* **TASK BRIEF**:
Reproduce all of the data below word for word, but leave out the pictures.

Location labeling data
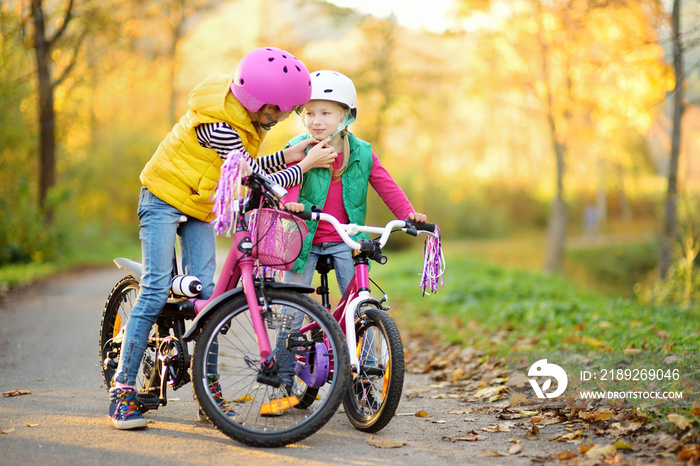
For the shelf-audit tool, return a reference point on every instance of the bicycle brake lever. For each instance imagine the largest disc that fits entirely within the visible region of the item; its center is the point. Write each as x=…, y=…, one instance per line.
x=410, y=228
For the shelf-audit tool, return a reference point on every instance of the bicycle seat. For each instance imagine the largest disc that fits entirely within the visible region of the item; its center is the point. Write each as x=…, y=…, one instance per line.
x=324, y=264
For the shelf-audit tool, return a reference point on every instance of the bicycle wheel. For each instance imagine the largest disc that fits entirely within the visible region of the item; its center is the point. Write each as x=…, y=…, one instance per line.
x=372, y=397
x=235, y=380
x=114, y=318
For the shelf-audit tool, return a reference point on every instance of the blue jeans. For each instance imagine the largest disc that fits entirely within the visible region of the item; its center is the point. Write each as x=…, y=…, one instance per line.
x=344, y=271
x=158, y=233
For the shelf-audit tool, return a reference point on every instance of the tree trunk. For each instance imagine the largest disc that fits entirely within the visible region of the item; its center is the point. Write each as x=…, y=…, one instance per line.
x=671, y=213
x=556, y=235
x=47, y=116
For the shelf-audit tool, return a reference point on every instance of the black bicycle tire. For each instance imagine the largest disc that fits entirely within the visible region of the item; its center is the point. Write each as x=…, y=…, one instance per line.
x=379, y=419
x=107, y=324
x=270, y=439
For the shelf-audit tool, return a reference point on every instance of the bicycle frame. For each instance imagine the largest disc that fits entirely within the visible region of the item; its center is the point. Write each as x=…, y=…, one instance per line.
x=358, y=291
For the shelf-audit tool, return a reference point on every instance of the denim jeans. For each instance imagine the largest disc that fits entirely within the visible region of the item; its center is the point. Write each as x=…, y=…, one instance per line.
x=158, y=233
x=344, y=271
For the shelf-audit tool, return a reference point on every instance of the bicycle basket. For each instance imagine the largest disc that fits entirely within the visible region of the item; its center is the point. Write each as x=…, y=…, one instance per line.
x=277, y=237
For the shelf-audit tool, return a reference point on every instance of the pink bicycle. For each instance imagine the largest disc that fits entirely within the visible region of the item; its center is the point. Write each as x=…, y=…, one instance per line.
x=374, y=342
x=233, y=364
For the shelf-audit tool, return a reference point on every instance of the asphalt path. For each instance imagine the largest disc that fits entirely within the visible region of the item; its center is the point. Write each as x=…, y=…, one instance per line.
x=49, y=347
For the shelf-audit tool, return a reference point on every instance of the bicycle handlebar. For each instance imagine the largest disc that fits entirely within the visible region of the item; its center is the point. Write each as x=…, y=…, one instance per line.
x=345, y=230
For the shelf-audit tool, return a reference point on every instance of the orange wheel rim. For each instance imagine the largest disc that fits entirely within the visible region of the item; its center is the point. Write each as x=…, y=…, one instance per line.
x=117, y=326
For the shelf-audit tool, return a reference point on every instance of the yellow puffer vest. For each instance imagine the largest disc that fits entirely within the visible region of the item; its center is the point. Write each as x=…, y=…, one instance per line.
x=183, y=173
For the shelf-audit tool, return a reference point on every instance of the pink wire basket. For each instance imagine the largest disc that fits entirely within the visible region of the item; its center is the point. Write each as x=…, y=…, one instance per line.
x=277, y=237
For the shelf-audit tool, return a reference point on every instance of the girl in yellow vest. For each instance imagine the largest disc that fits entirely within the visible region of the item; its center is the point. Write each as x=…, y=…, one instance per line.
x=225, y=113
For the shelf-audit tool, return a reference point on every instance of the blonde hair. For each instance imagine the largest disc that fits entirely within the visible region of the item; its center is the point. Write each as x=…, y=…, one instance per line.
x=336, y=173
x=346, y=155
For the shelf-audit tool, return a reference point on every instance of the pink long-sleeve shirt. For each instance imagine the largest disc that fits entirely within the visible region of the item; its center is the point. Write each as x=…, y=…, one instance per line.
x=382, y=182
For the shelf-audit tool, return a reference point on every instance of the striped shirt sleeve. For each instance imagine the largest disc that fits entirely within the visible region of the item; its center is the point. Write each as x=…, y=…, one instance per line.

* **THE OUTPUT**:
For the shelf-audit tool, return a reference point on every instance of the bicycle brake lever. For each instance imagine the largest disc that fits entirely within the visible region of the item; its center is the point. Write each as x=…, y=…, one instance per line.
x=410, y=228
For the shelf-audit tool, return a reference point on every instance of the bicycle seat. For each instance imagine the largest disc that fits entirely within the visible region of the item; its center is the point. Write each as x=…, y=…, one instance per line.
x=324, y=264
For the shelf-audit tool, return a reference point on every instance of the bicycle wheel. For each instance imagine the largest disc that fits entirely within the visible region of the item; its center is the point. Write each as x=…, y=…, one instance per line.
x=372, y=397
x=235, y=380
x=114, y=318
For the shelf-audit tool, return a reference point on every instance of the blue jeans. For each instance imagine the largest disc that fits entirely within the visible region of the item; its center is the point. Write each as x=…, y=…, one instance per line.
x=344, y=271
x=158, y=233
For the shelf-audit tool, return a reference point on every instance of the tree trunk. For each instance imagine the largest disc that fits entirely within the visible region of the item; its center is the point. Write each as x=…, y=…, one instance per line.
x=671, y=213
x=556, y=235
x=47, y=116
For the shelf-audit tool, return a reference point on every instance of the black bicycle tire. For each instance imagine the largest disc that fits entirely within the visible region of the item; its center is the point. Write each as x=…, y=…, one instance per line.
x=379, y=419
x=107, y=324
x=270, y=439
For the shelf-audit tool, return a reference point on every instance of the bicycle frame. For each instance imagine the largest disc that fits entirely within the visible region of the item; its center is the point. Write each as x=…, y=…, one instance per line.
x=358, y=291
For the shelf-audit tool, return a reference point on every instance of the denim jeans. For each instance imagine the largest disc that fits entirely within the visible region of the item; its center is the point. Write each as x=…, y=…, one instance per line.
x=158, y=233
x=344, y=271
For the shelf-audit tool, return a reference point on every instance of the bicycle basket. For each instance imagine the largest disc that fits entirely within the visible region of the item; its center is the point. Write each as x=…, y=…, one instance per line.
x=277, y=237
For the shelf-audit tool, return a reference point on every instance of the pink bicycle. For each instance imagine the largest disc that fits entirely within the visible region of the item; its center is the point. Write each as x=…, y=…, one instance per line.
x=374, y=342
x=233, y=364
For the shelf-audit tool, return a reference point on every instance of the asphalt path. For each instance imagine the largest disc that fits entirely within the visible region of the item; its center is the point. Write each as x=…, y=…, one instance per line.
x=49, y=347
For the shelf-audit tool, return a reference point on every instance of the bicycle handlebar. For each instance imagine the largest disc that fits entirely within the visible region of the item; its center is the point. Write each as x=…, y=…, one instance per line.
x=345, y=230
For the shelf-audit tool, return a reference point on every instance of the orange wheel rim. For each instance imagine the largest disc that fits entirely within the visible region of the item; its center is the point. Write each as x=…, y=…, one instance per line.
x=117, y=326
For the shelf-audit tool, return a reference point on every instance of the yellow puffer vest. For each instance imagine the largest disc that fits entirely within the visible region of the item; its center is the point. Write each as x=…, y=…, one instance per line.
x=183, y=173
For the shelf-audit tool, return a reference point on every instance of the pink wire basket. For each instance imagine the largest disc that fits entirely within the visible region of the item; its center is the point. Write each as x=…, y=…, one instance per line.
x=277, y=237
For the shelf-audit tool, return a reference point on every instance of the girl in yellow vest. For each instance imagine the largest disc that fits entirely within the visible region of the item; its center is the point. Write each as x=…, y=…, one instance per line.
x=225, y=113
For the shelf-audit tool, return a reference point on every instance of the blonde hair. For each instance imagine the largest disc that fits entirely within the visible region of the item; its center is the point. Write each as x=…, y=…, one instance per line.
x=336, y=173
x=346, y=155
For the shelf-audit tool, return a reference point on every instance of the pink long-sleeve shirt. For each instance imagine the largest disc that fits entirely within the visible region of the item; its center is the point. Write each as x=…, y=…, one instance per line.
x=382, y=182
For the shelf-audit tool, return a reference point on every instance of the striped shirt sleeve. For each instance imagine the largest disc that fits entirely within the visible region of the item; its center is the point. Write each as x=…, y=…, one instance per line.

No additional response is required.